**Goal**
Rewrite the farthingale post from "Whenever I start" to "of the gown.", putting "Florentine" in place of "Venetian".

**Quoted text**
# # # #

Polka Dot Farthingale: Part One

I have never made or even worn a hoop skirt, but after seeing how underwhelming my skirt volume was in pictures, I decided that it was time to poof things up!

 

Pedro García de Benabarre, Salome from the St John Retable, Catalonia, 1470—80.

These lovely Spanish ladies clearly have what it takes to support their skirts in a major way!  As the 16th century progresses, there are a number of portraits with some seriously big skirts, but only the Spanish are fabulous enough to wear their hoops for posterity.  In addition to some hoopage, I kinda want a new pair of stays, so why not combine the two?  I have no documentation for or against this garment, this is more of a “I want it, so I’ll make it” situation.

This post is extra exciting because it is my very first dress diary via YouTube!   Wooo!

Check it out!

Hopefully I didn’t do too bad!   :D  Please let me know if you have suggestions or tips for my next video, I want to make each one even better!

The rest of this post is pretty much just transcript of the video, for those of you who like your dress diaries in quiet, unmoving formats.

 

Whenever I start a new project, I try to start with a pattern I already have, rather than draft up an entirely new one each time. The dress I want to make will be very similar to this one, which is a late 16th century Venetian style gown.  I am trying the dress on to make sure there aren’t any fitting issues that I will want to address before using this pattern to make a new outfit. It has been a while since I have worn this dress, so I want to check if I have gotten any smaller or bigger, and make sure there aren’t any spots that pinch or rub uncomfortably.

This pattern isn’t going to need much adjustment, it is already pretty good. I will make a few minor changes to the neckline, and how the strap meets the body of the gown.

Here is the pattern for the red dress I just tried on, I have notes on each pattern piece labeling which outfit I used it for, whether or not I included seam allowance, and date. I always recommend labeling your patterns, it is very easy to end up with a pile of similar bodice patterns, and no idea what dresses they ended up becoming.

Don’t cut up or alter your existing patterns, since you may want them later. Trace the old pattern exactly as it is onto the patterning paper, then start making adjustments on the new pattern.  I have a note on the old pattern that suggests adding some width to the back, so I am including that now.

# # # #

**Listing**

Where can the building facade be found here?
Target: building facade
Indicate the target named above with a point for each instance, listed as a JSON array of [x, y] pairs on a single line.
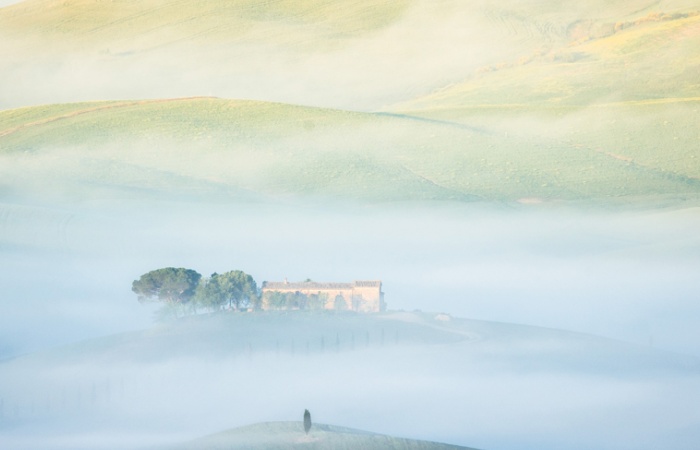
[[360, 296]]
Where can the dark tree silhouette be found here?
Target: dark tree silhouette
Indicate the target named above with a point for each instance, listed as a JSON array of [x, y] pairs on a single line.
[[307, 421]]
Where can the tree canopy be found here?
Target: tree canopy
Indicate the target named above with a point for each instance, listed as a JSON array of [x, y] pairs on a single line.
[[178, 286], [169, 285], [235, 288]]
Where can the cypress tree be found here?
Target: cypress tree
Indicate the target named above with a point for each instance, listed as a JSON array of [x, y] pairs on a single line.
[[307, 421]]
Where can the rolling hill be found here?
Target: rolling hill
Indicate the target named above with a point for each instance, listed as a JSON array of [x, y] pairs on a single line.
[[246, 150], [289, 435]]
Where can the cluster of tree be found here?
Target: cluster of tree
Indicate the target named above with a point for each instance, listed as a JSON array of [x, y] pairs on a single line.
[[185, 291]]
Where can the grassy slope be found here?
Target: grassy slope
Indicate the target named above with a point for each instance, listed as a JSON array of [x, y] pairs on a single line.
[[290, 435], [132, 26], [524, 129], [632, 95], [247, 149]]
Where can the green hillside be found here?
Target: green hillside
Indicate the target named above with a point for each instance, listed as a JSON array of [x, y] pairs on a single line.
[[215, 148], [290, 435]]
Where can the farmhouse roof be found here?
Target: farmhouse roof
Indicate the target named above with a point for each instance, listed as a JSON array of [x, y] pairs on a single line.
[[319, 286]]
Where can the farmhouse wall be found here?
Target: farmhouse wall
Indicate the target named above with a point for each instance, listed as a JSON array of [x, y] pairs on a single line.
[[361, 296]]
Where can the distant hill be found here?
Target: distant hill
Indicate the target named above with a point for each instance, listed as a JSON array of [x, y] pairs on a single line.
[[533, 103], [290, 435], [207, 148], [349, 55]]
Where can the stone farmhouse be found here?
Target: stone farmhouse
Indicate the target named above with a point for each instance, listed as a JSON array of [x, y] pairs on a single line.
[[360, 296]]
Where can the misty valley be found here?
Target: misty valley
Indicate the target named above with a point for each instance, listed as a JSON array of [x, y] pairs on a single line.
[[367, 224]]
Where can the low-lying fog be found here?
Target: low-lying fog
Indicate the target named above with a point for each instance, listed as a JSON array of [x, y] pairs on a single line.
[[67, 273]]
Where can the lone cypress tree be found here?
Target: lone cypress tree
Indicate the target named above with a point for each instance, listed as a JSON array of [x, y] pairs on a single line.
[[307, 421]]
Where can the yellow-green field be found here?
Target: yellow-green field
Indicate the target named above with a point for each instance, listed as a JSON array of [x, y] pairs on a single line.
[[223, 147], [536, 102]]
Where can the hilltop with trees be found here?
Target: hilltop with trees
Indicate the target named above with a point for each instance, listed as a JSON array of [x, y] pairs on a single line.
[[185, 291]]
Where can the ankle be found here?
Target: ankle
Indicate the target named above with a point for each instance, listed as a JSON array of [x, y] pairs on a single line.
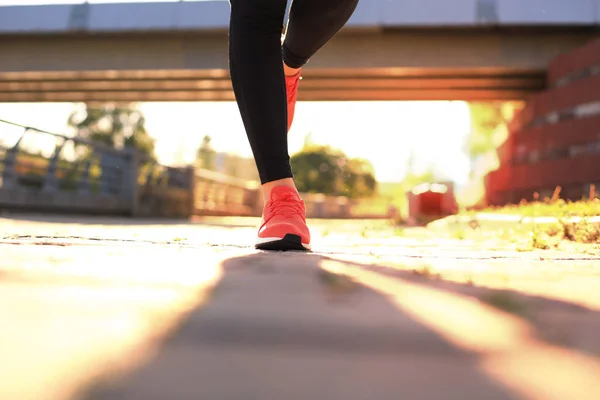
[[289, 71], [266, 188]]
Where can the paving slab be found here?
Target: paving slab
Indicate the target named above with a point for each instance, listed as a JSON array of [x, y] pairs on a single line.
[[96, 308]]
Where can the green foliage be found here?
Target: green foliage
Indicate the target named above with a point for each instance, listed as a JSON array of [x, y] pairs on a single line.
[[116, 126], [321, 169], [205, 155]]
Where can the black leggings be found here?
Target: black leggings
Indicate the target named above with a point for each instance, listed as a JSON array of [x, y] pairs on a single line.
[[255, 57]]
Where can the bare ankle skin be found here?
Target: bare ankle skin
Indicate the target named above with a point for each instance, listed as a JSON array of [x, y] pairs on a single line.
[[289, 71], [267, 187]]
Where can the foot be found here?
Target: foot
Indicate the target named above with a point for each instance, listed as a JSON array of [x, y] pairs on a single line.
[[284, 222], [291, 87]]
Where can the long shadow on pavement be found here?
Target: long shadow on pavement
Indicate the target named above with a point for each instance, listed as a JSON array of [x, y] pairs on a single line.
[[242, 222], [278, 327], [555, 321]]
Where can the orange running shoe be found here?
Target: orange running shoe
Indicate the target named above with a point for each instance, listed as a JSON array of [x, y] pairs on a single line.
[[291, 87], [284, 222]]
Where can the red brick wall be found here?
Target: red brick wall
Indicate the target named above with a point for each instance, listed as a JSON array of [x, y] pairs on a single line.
[[550, 143]]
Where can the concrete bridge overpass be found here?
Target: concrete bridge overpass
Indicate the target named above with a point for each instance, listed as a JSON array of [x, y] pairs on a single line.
[[390, 50]]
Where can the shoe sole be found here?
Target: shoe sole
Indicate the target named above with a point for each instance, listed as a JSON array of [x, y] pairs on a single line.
[[288, 242]]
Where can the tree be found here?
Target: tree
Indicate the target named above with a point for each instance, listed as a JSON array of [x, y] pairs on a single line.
[[206, 154], [116, 126]]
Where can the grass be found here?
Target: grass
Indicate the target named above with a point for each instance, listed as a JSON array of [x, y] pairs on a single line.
[[549, 235], [551, 208]]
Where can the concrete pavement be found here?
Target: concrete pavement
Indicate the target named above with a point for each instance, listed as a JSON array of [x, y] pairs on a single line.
[[109, 309]]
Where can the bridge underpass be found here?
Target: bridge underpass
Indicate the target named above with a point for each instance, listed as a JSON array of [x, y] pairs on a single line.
[[392, 64]]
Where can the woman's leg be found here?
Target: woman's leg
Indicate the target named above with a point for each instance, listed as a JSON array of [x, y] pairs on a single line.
[[257, 77], [312, 24], [257, 72], [259, 83]]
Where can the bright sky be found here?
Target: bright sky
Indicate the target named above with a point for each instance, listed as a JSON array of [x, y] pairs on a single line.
[[30, 2], [383, 132]]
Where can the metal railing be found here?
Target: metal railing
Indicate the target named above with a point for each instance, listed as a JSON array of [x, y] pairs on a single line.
[[77, 174]]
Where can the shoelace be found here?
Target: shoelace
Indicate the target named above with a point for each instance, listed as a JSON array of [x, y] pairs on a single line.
[[287, 205]]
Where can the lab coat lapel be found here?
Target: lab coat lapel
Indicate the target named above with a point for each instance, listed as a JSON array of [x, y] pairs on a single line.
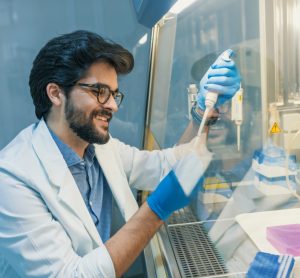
[[113, 170], [60, 177]]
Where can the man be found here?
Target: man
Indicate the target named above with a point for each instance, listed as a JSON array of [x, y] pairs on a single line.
[[58, 176]]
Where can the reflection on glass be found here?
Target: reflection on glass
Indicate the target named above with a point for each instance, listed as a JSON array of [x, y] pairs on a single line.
[[263, 174]]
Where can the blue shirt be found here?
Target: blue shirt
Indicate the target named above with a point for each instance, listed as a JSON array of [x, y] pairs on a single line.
[[92, 185]]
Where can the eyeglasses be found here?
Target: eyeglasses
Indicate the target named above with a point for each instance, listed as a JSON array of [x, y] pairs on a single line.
[[103, 92]]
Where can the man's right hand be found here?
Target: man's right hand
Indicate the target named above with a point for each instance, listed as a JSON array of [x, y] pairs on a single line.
[[178, 188]]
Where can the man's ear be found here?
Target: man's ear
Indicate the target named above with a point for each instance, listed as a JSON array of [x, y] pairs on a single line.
[[55, 94]]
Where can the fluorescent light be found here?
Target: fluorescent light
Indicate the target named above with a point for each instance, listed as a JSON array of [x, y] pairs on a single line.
[[180, 5], [143, 39]]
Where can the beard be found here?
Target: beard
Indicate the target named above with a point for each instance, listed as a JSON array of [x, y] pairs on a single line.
[[83, 125]]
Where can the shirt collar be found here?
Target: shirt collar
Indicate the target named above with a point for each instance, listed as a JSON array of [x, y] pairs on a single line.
[[71, 157]]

# # # #

**Task result**
Whenever I start a new project, I try to start with a pattern I already have, rather than draft up an entirely new one each time. The dress I want to make will be very similar to this one, which is a late 16th century Florentine style gown.  I am trying the dress on to make sure there aren’t any fitting issues that I will want to address before using this pattern to make a new outfit. It has been a while since I have worn this dress, so I want to check if I have gotten any smaller or bigger, and make sure there aren’t any spots that pinch or rub uncomfortably.

This pattern isn’t going to need much adjustment, it is already pretty good. I will make a few minor changes to the neckline, and how the strap meets the body of the gown.